■ Arbeitsaufträge:
A – Für wen besteht laut dem Text über Barrierefreiheit in Deutschland bisher eine gesetzliche Pflicht zur barrierefreien Gestaltung von Internetangeboten?
B – Welche Eigenschaften von Internetangeboten setzen nach dem Text über Barrierefreiheit unnötige Grenzen? Zähle alle auf.
C – Gib den Abschnitt aus dem Text über Barrierefreiheit wieder, beginnend bei „Mit den heute“ und endend bei „genutzt werden können.“. Ändere dabei „CSS“ in „Stylesheets“.

■ Textauszug:
------------------------------------------------
Aber das sind Extremfälle im Blick auf Barrierefreiheit, die weitaus meisten Hindernisse sind hausgemacht und vermeidbar. Internetangebote, die einen ganz bestimmten Browser voraussetzen, eine bestimmte Schriftgröße vorschreiben, wichtige Informationen in Bildern oder bunten Animationen verstecken und den Seitenaufbau ausschließlich von der optischen Wirkung abhängig machen ohne logische Dokumentstrukturen anzubieten, setzen unnötige Grenzen.
Mit den heute zur Verfügung stehenden Techniken ist es dagegen möglich durch den konsequenten Einsatz von CSS eine breite Zugänglichkeit der Inhalte mit einer ansprechenden und auch optisch aufwändigen Präsentation in modernen Browsern zu kombinieren. Richtig angewendet ermöglicht diese Technik zugängliche, "barrierearme" Webangebote, die von vielen Menschen mit ganz verschiedenen Geräten genutzt werden können.
Daneben steht "Barrierefreiheit" als Fachbegriff, der die Zugänglichkeit von Gebäuden, aber auch die Nutzbarkeit von Informationsquellen und Kommunikationseinrichtungen für Menschen mit Behinderungen einfordert und für bestimmte Bereiche des öffentlichen Raums vorschreibt. Hier wurden (zum Teil mehrstufige) Richtlinien entwickelt, die umgesetzt werden müssen um ein Angebot als "barrierefrei" einzustufen. Wer das beansprucht sollte die zugrunde gelegten Richtlinien nennen, z.B.: "barrierefrei im Sinne der BITV"; "erfüllt die Checkpunkte der Prioritätsstufe 2 der WAI-Richtlinien". Eine gesetzliche Verpflichtung zur barrierefreien Gestaltung von Internetangeboten besteht in Deutschland bisher nur für eine relativ kleine Gruppe von Anbietern - in erster Linie Behörden und nachgeordnete Institutionen - die gesellschaftliche Anerkennung und Erwartung der Umsetzung einschlägiger Richtlinien steigt jedoch stetig.
Barrierefreiheit überprüfen
Kaum ein Kriterium barrierefreier Webseitengestaltung lässt sich mit rein technischen Mitteln komplett erfüllen, abfragen und überprüfen. In den meisten Fällen müssen letztendlich menschliche Bearbeiter entscheiden, ob einzelne Kriterien erfüllt sind oder nicht. Programme können hier jedoch wertvolle Hinweise auf problematische Punkte und notwendige Prüfschritte geben, die Entscheidung, ob etwa ein Bild eine inhaltliche Aussage transportiert, oder es sich lediglich um ein graphisches Element handelt, muss in jedem Fall ein Mensch treffen. Im Idealfall sollte die Zugänglichkeit eines Angebots auch im Praxistest durch Betroffene geprüft werden.
------------------------------------------------
[Einige Einträge]
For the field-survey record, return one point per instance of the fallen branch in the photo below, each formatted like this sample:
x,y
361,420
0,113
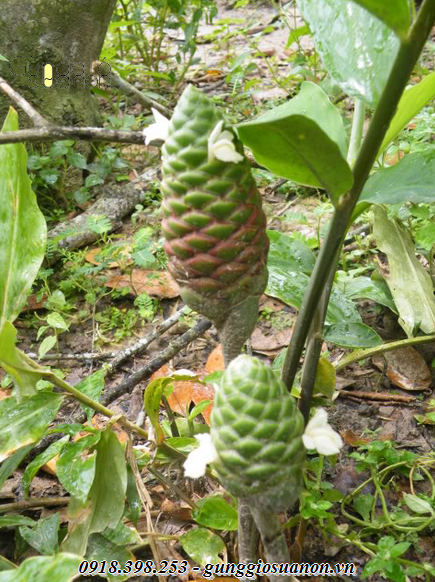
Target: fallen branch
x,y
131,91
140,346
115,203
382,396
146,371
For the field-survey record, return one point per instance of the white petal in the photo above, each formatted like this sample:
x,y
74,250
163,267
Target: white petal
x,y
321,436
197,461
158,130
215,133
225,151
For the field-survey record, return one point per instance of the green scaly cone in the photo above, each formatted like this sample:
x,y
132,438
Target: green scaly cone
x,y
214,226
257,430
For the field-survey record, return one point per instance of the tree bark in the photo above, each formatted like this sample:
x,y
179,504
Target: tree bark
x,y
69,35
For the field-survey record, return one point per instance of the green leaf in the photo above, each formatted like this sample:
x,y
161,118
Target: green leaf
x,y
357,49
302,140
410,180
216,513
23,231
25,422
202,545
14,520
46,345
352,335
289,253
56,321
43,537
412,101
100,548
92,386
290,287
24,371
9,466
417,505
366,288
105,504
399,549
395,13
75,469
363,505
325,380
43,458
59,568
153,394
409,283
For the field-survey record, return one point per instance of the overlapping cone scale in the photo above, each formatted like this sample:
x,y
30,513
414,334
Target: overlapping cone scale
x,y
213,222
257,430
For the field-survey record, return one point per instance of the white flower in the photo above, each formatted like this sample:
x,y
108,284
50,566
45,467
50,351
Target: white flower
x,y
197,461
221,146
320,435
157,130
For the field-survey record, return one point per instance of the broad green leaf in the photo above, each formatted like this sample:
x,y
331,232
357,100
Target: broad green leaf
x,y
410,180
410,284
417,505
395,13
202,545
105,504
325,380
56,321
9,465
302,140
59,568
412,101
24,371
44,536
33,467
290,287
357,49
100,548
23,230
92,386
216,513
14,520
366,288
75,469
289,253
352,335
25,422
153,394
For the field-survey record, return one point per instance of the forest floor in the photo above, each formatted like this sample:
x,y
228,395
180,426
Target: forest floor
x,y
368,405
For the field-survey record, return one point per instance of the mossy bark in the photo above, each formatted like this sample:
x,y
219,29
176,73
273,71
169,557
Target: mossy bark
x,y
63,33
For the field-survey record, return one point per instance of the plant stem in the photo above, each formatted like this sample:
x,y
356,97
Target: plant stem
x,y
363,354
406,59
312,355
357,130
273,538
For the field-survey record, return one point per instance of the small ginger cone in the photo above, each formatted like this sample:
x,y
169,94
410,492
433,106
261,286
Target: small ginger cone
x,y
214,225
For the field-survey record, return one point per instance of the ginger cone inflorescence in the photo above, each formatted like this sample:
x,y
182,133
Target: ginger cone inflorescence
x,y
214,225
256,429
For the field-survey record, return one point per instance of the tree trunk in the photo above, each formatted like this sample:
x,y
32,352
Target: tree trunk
------------------------------------------------
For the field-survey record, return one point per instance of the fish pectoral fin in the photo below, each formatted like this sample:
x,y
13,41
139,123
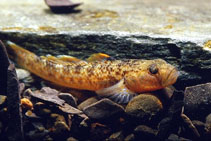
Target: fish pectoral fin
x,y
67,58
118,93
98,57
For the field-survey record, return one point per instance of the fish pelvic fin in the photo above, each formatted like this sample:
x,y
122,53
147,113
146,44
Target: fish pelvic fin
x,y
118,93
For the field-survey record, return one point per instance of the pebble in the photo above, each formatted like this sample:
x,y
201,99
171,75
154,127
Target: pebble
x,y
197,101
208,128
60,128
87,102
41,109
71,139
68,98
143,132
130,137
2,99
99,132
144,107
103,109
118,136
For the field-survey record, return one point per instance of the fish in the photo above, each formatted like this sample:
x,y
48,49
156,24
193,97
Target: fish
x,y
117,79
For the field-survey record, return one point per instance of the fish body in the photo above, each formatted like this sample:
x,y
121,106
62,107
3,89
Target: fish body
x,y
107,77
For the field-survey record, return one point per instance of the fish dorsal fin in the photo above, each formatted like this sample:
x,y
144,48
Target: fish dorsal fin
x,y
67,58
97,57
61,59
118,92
------------------------------------------------
■ Ergebnisse:
A – Nur für eine relativ kleine Gruppe von Anbietern, in erster Linie Behörden und nachgeordnete Institutionen.

B –
- Sie setzen einen ganz bestimmten Browser voraus.
- Sie schreiben eine bestimmte Schriftgröße vor.
- Sie verstecken wichtige Informationen in Bildern oder bunten Animationen.
- Sie machen den Seitenaufbau ausschließlich von der optischen Wirkung abhängig, ohne logische Dokumentstrukturen anzubieten.

C –
Mit den heute zur Verfügung stehenden Techniken ist es dagegen möglich durch den konsequenten Einsatz von Stylesheets eine breite Zugänglichkeit der Inhalte mit einer ansprechenden und auch optisch aufwändigen Präsentation in modernen Browsern zu kombinieren. Richtig angewendet ermöglicht diese Technik zugängliche, "barrierearme" Webangebote, die von vielen Menschen mit ganz verschiedenen Geräten genutzt werden können.